Stored items
◇ ◇ ◇ ◇ ◇ ◇ ◇

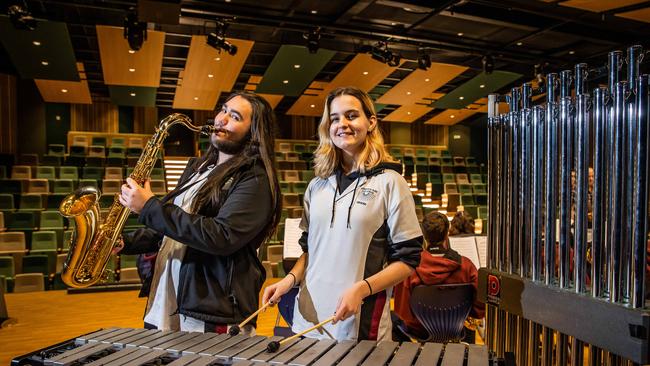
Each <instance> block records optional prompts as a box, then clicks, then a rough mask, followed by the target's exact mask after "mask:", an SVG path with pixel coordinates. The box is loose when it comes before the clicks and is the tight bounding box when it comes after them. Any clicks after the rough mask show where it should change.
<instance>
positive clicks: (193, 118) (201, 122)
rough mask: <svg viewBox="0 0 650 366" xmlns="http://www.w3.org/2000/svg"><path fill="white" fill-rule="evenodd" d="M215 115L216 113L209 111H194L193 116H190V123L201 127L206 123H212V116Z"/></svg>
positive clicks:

◇ ◇ ◇ ◇ ◇ ◇ ◇

→ **WHAT IS REQUIRED**:
The result should be every line of the data, reproduced exactly, with the images removed.

→ **ANSWER**:
Each <instance> block records optional prompts as a box, then clicks, then a rough mask, followed by the target's exact mask after "mask:", an SVG path with pixel coordinates. The box is loose when it comes before the clicks and is the tight bounding box when it comes after them. Any clicks after the rough mask show where it should change.
<instance>
positive clicks: (193, 118) (201, 122)
rough mask: <svg viewBox="0 0 650 366" xmlns="http://www.w3.org/2000/svg"><path fill="white" fill-rule="evenodd" d="M215 115L216 113L209 111H194L193 116H190V123L201 127L206 123H212V116Z"/></svg>
positive clicks:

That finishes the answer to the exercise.